GIVEN PROBLEM
All the records that follow need to be reproduced exactly. Omit the images.

PROVIDED RECORDS
** Begin **

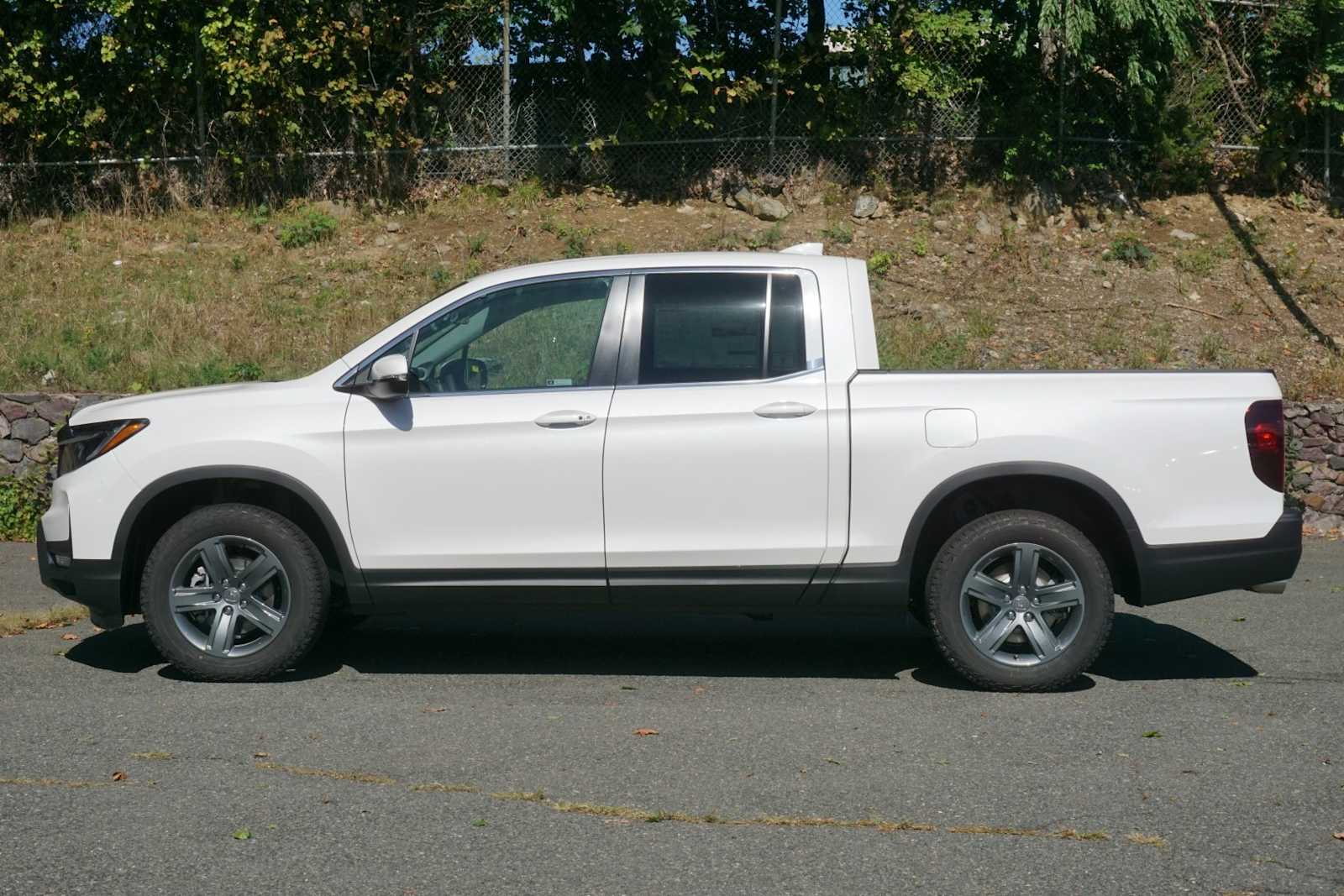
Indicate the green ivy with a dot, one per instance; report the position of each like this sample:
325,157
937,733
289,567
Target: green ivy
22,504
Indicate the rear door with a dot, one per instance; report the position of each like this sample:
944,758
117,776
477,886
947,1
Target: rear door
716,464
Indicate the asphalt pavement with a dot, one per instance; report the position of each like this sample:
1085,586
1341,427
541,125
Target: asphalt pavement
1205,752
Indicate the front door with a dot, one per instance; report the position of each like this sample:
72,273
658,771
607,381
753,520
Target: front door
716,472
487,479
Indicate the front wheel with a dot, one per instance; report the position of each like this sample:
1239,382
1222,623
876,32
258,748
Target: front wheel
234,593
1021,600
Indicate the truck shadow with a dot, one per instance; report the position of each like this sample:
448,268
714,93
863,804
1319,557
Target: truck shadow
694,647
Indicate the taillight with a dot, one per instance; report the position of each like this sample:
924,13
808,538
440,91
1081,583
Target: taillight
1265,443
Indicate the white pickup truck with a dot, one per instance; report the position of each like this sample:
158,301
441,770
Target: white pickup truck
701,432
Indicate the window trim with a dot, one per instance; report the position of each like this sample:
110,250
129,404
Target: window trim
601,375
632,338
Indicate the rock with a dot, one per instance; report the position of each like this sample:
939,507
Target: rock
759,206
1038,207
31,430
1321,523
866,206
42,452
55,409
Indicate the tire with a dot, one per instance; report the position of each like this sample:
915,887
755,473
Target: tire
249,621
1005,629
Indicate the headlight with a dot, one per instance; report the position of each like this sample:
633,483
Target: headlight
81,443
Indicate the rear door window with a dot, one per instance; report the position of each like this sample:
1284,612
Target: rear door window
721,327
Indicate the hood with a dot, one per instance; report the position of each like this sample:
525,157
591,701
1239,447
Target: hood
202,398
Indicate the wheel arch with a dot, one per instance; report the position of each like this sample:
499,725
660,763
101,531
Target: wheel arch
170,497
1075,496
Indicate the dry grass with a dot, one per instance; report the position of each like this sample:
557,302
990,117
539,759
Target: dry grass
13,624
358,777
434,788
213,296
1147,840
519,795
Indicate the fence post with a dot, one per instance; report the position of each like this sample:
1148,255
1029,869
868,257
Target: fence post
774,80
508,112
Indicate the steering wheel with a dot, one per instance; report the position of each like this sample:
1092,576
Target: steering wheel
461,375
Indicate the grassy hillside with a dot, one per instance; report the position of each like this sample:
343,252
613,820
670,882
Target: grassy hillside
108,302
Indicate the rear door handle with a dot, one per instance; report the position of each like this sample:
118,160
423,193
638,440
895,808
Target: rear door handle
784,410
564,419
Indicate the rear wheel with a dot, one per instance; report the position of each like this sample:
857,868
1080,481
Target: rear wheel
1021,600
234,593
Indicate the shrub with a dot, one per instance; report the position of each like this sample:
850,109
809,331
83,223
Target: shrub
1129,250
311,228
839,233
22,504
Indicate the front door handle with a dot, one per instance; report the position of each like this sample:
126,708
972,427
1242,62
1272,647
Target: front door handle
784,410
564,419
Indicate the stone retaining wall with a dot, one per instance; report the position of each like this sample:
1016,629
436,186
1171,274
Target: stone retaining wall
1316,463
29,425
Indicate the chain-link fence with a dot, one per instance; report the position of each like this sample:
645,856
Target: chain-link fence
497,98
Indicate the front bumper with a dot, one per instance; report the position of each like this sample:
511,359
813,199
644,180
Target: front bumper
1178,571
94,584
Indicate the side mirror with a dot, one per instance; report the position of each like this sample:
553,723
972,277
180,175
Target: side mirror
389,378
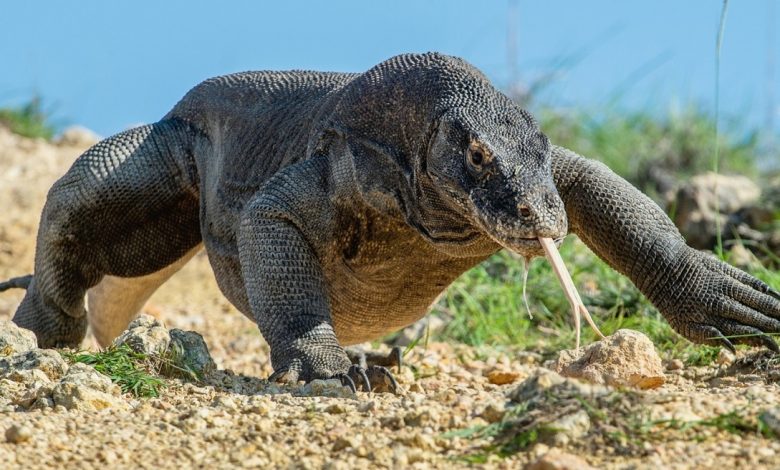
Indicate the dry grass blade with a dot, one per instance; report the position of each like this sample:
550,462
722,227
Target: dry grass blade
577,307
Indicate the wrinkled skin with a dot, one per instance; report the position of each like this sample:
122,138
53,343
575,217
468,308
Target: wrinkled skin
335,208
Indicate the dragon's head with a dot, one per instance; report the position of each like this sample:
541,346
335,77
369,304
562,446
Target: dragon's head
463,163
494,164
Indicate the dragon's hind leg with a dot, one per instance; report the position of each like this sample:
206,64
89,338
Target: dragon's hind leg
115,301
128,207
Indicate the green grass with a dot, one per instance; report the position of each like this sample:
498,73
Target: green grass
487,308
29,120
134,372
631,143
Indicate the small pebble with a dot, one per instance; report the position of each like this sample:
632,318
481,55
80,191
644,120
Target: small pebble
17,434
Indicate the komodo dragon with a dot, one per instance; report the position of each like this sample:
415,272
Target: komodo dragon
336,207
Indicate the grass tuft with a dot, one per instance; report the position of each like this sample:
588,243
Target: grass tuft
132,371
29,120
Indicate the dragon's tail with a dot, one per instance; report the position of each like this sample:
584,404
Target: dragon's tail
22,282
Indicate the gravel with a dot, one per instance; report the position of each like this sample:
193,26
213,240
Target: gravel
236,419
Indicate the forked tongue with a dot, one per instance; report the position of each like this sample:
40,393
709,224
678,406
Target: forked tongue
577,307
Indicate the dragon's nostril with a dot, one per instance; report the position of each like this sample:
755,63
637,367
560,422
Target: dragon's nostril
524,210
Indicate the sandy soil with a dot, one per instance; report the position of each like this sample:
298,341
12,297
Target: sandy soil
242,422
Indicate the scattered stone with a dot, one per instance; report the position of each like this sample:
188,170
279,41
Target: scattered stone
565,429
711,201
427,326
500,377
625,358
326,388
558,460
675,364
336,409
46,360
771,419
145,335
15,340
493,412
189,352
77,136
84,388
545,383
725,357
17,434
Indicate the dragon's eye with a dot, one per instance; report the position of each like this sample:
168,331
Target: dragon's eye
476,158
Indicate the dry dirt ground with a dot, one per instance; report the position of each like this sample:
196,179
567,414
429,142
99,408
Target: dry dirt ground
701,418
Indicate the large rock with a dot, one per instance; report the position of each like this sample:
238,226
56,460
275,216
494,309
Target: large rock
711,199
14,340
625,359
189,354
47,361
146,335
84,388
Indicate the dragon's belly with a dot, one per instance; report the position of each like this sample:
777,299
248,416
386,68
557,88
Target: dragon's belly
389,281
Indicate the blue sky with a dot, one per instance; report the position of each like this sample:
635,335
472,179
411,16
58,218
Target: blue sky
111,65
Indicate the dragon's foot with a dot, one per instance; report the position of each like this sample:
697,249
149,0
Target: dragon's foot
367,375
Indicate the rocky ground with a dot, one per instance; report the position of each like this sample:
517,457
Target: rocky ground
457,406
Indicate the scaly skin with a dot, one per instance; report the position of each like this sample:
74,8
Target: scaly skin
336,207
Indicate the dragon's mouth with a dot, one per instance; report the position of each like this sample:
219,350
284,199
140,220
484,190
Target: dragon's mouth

** End **

RESULT FOR THIS EXERCISE
Indicate the green ivy with a dot, one per instance; report the position of each like this sample:
325,157
937,733
289,567
Target: green ivy
22,504
Indicate the rear door with a dot, one per instance; report the position of each like this sample:
944,758
117,776
477,886
947,1
Target: rear door
716,464
Indicate the asphalt pavement with a dot, one per instance; report the position of each like this sample:
1085,586
1341,427
541,125
Target: asphalt pavement
1205,752
Indicate the front door with a dot, one per instance; report the position of each like this sample:
72,273
658,771
607,381
753,520
Target: front door
716,472
487,479
Indicate the front wheel with a dot, one per instance; report the position of each like this sample:
1239,382
1222,623
876,32
258,748
Target: front wheel
234,593
1021,600
Indicate the truck shadow with a dot, one per instance; report the position of each like this sample:
448,268
714,93
863,804
1319,557
Target: truck shadow
694,647
Indicate the taillight with a dot, one per instance; report the position of each like this sample:
924,13
808,538
440,91
1081,583
Target: taillight
1265,443
Indicate the white pickup truck with a dot, one per instance; report the position of each like this sample:
158,301
441,770
Target: white pickup truck
701,432
Indicate the window trim with a dot, one per instance; report the position of each like this sample:
110,250
129,404
Target: window trim
601,375
632,338
Indicate the rock with a dot, one per instance; report the position of each like this sample:
939,507
Target: rock
759,206
1038,207
31,430
1321,523
866,206
42,452
55,409
Indicate the tire with a dot, one per instance; report the position of each like this sample:
915,887
755,473
Target: tire
249,621
1005,629
Indicate the headlight with a dot, one per instance; report the position of each like this sample:
633,483
Target: headlight
81,443
Indicate the rear door window with a dot, one per instance; report the position of each like this sample:
1284,612
Target: rear door window
721,327
Indicate the hood with a dot, one per instance; report the position of each like this sample:
525,157
591,701
1239,447
Target: hood
202,398
Indicate the wheel arch with a dot, one per instance; report the position of each like this sample:
499,725
660,763
101,531
Target: wheel arch
170,497
1075,496
Indicate the dry grass with a dot, one per instance; report the position of each like this sample:
557,302
990,117
539,759
Target: dry grass
13,624
358,777
434,788
213,296
1147,840
519,795
Indicate the fence post with a dot, one per instance; report the position of each like this sample:
1148,255
1029,869
868,257
Target: fence post
774,80
508,112
Indicate the steering wheel with a dot, one per instance; report the position of each like this sample:
1092,576
Target: steering wheel
461,375
Indicate the grassy hillside with a dot, one per instance; report the position of each like this sample:
343,252
613,820
670,882
Target: grassy hillside
108,302
Indicate the rear door handle with a dot, one per instance; report the position of each like this sample:
118,160
423,193
638,440
895,808
Target: rear door handle
784,410
564,419
Indicate the rear wheel with a dot, one per instance; report the position of each like this sample:
857,868
1080,481
Target: rear wheel
1021,600
234,593
Indicate the shrub with a dot, one per instance; report the position of each like this sample:
850,109
809,331
83,223
Target: shrub
1129,250
311,228
839,233
22,504
Indicate the front door handle with a dot, one per instance; report the position of each like this sample:
126,708
972,427
1242,62
1272,647
Target: front door handle
784,410
564,419
Indicate the stone retaining wall with a dot, one per instance; report the position of each like this sample:
1016,629
436,186
1171,274
Target: stone retaining wall
1316,463
29,425
Indicate the chain-link fence with a dot, one per instance; report the position of each like this sample:
645,856
Target: chain-link fence
497,98
Indicate the front bumper with a dot, one per instance; report the position of each like this sample:
511,359
813,199
644,180
Target: front bumper
1178,571
94,584
Indicate the side mirror with a dot, one per instance; report the position of each like this sample:
553,723
972,277
180,175
Target: side mirror
389,378
Indicate the dry grass blade with a dot, one per instance; report the position of each like this sample:
550,462
722,227
Target: dry grass blade
577,307
Indicate the wrinkled skin with a dot, one per instance; report the position of each like this sample:
122,138
53,343
575,217
468,308
Target: wrinkled skin
335,208
Indicate the dragon's head with a dot, one per instance; report the position of each like this sample:
541,346
335,77
369,304
562,446
Target: dragon's head
463,163
494,164
Indicate the dragon's hind leg with a dot, one per instance; report the position of each like this sample:
206,64
89,338
Target: dragon's hind leg
115,301
128,207
Indicate the green grass with a dot, one per instance; report the position of each like this sample:
498,73
Target: green grass
487,308
29,120
134,372
631,143
Indicate the small pebble with a dot, one per instance; report the position of each like this sample:
632,318
481,55
80,191
644,120
Target: small pebble
17,434
Indicate the komodo dragon with a dot, one per instance; report the position of each like this sample:
415,272
Target: komodo dragon
336,207
Indicate the grass tuft with a dot, one per instance; report the position of each like this sample:
588,243
Target: grass tuft
132,371
29,120
Indicate the dragon's tail with a dot, one per instance; report the position of each like this sample:
584,404
Target: dragon's tail
22,282
Indicate the gravel with a dot, one per instance; report the position of each like this sample:
193,26
213,240
Target: gravel
236,419
Indicate the forked tongue with a dot, one per instance; report the position of each like this sample:
40,393
709,224
678,406
Target: forked tongue
577,307
Indicate the dragon's nostril with a dot, one per instance; report the position of each like this sample:
755,63
637,367
560,422
Target: dragon's nostril
524,210
Indicate the sandy soil with a dot, one per instance; report the position of each like this sample:
298,341
12,297
Target: sandy soil
242,422
Indicate the scattered stone with a dot, one per instance; report the position of each like this sample:
188,170
279,41
Target: scattered stone
565,429
711,201
427,326
500,377
625,358
326,388
558,460
675,364
336,409
46,360
771,419
145,335
15,340
493,412
189,352
77,136
84,388
545,383
725,357
17,434
Indicate the dragon's eye with a dot, one per instance; report the position of each like this sample:
168,331
Target: dragon's eye
476,158
Indicate the dry dirt ground with a dot, one per instance; report the position of each like this sample:
196,179
567,414
429,142
99,408
Target: dry dirt ground
701,418
Indicate the large rock with a dot, one per instance; report the position of each like this sample:
238,226
56,460
275,216
494,309
Target: large rock
711,199
14,340
625,359
189,354
47,361
146,335
84,388
Indicate the dragon's belly with a dot, one per instance; report the position of each like this sample:
777,299
248,416
386,68
557,88
Target: dragon's belly
389,281
Indicate the blue sky with a dot, one per instance; report the position of each like this sample:
635,335
472,179
411,16
58,218
Target: blue sky
111,65
Indicate the dragon's foot with a dot, one per instance; report the position of each like this sample:
697,249
149,0
Target: dragon's foot
367,375
Indicate the rocky ground with a dot, one per instance; report the position of each like this sample:
517,457
Target: rocky ground
457,406
Indicate the scaly skin with a dot, one per instance; report the position of each like this sample:
74,8
Target: scaly skin
336,207
Indicate the dragon's mouth with a dot, one per instance; report the position of each like this sample:
219,350
284,199
140,220
484,190
Target: dragon's mouth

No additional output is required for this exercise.